Stated problem a => According to the set documentation, what are the set classes implemented with?

Document extract =>
☆ ☆ ☆ ☆ ☆ ☆ ☆
The set classes are implemented using dictionaries.  As a result, sets
cannot contain mutable elements such as lists or dictionaries.
However, they can contain immutable collections such as tuples or
instances of \class{ImmutableSet}.  For convenience in implementing
sets of sets, inner sets are automatically converted to immutable
form, for example, \code{Set([Set(['dog'])])} is transformed to
\code{Set([ImmutableSet(['dog'])])}.

\begin{classdesc}{Set}{\optional{iterable}}
Constructs a new empty \class{Set} object.  If the optional \var{iterable}
parameter is supplied, updates the set with elements obtained from iteration.
All of the elements in \var{iterable} should be immutable or be transformable
to an immutable using the protocol described in
section~\ref{immutable-transforms}.
☆ ☆ ☆ ☆ ☆ ☆ ☆
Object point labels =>
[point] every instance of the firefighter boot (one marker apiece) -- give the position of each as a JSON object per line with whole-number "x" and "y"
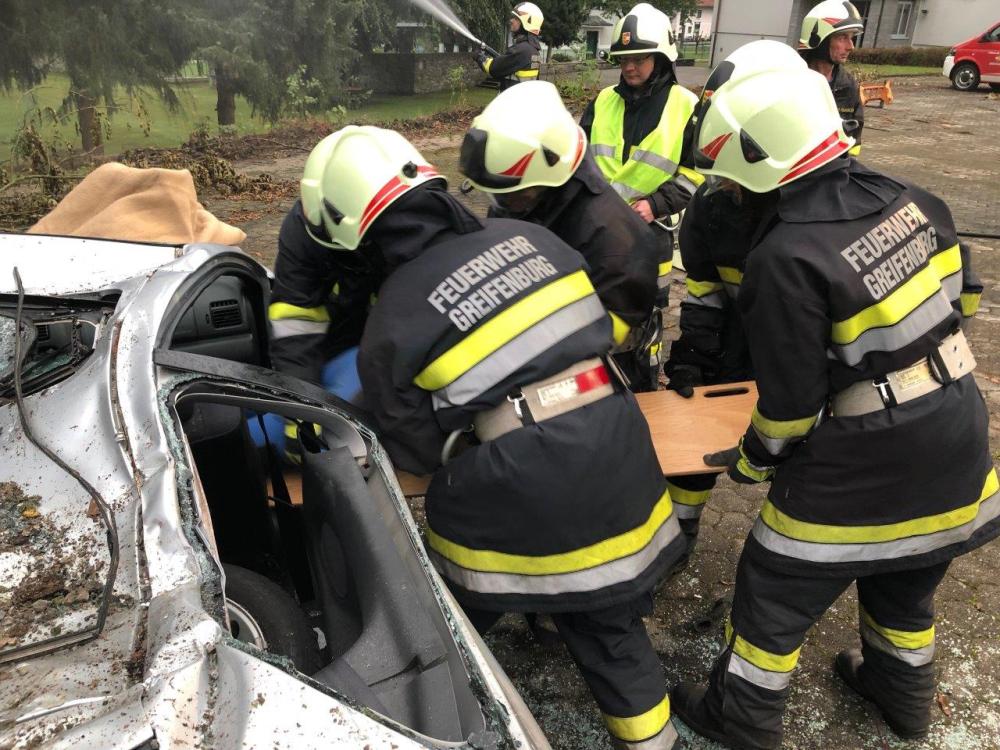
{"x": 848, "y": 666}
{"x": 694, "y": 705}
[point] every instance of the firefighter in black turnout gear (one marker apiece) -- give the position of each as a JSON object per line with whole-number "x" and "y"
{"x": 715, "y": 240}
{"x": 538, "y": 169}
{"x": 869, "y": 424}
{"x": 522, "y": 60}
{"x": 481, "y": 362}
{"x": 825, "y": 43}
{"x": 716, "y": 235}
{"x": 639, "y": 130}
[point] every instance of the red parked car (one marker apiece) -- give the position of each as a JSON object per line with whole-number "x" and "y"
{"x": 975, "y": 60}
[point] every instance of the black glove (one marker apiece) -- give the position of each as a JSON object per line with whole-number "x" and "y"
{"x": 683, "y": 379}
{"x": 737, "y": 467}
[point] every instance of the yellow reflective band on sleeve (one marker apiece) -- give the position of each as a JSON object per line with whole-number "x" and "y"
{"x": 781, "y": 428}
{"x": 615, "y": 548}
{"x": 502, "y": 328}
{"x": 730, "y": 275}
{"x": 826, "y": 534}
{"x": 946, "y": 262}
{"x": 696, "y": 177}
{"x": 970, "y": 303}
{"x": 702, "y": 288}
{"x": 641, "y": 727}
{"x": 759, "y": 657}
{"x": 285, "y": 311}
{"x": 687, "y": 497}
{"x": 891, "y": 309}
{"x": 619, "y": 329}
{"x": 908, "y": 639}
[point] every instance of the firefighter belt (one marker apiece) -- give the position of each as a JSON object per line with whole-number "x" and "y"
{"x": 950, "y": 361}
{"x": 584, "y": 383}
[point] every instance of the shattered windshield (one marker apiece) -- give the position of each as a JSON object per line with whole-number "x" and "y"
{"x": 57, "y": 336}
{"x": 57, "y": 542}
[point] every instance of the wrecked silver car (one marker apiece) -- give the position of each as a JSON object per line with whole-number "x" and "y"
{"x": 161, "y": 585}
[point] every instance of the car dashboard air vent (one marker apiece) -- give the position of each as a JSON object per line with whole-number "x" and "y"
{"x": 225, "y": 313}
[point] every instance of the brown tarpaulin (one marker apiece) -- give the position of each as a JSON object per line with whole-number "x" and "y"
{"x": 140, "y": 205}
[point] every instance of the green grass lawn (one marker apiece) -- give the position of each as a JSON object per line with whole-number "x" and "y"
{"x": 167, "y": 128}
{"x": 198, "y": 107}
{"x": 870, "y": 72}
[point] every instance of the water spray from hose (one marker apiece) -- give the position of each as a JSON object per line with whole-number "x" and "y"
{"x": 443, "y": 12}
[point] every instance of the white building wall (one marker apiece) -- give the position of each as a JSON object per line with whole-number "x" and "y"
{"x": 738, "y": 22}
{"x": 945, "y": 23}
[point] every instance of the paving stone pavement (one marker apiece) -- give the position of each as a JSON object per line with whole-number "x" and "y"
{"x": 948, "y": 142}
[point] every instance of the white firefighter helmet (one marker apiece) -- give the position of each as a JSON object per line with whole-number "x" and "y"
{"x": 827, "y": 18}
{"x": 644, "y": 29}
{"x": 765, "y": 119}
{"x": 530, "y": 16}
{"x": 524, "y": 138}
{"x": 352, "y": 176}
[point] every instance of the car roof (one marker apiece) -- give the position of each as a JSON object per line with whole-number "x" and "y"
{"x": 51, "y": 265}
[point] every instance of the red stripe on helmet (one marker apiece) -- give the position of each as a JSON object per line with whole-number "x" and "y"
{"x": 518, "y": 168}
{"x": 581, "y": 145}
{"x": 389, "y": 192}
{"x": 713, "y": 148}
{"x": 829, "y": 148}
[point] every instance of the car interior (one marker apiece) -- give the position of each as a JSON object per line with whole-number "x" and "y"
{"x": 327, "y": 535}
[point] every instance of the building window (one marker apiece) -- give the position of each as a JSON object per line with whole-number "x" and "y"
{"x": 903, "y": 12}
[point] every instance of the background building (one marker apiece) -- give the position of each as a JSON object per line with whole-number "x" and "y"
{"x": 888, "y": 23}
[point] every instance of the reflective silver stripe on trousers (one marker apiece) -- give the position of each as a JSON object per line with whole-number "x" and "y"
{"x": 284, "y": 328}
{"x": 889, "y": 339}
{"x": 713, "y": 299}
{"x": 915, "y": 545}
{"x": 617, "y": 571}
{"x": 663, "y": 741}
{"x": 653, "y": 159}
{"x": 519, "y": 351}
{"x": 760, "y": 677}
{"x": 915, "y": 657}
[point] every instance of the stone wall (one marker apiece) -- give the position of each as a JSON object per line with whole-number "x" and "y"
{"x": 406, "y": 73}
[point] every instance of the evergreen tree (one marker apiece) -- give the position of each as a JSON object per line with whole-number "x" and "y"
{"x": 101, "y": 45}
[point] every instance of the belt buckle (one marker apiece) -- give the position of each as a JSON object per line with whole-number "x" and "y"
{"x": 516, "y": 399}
☆ ☆ ☆ ☆ ☆ ☆ ☆
Stated problem b => Rewrite the rows from the one containing "[point] every instance of the evergreen" through the end of the rows, changing "marker" to "dot" and leaving all else as it is.

Response a => Dictionaries.

Response b =>
[point] every instance of the evergreen tree (one dot apiece) -- give the position of each as a JSON object per line with whole-number "x" and "y"
{"x": 101, "y": 45}
[point] every instance of the belt buckle (one dot apiece) -- give the position of each as a JSON object per line with whole-number "x" and "y"
{"x": 516, "y": 399}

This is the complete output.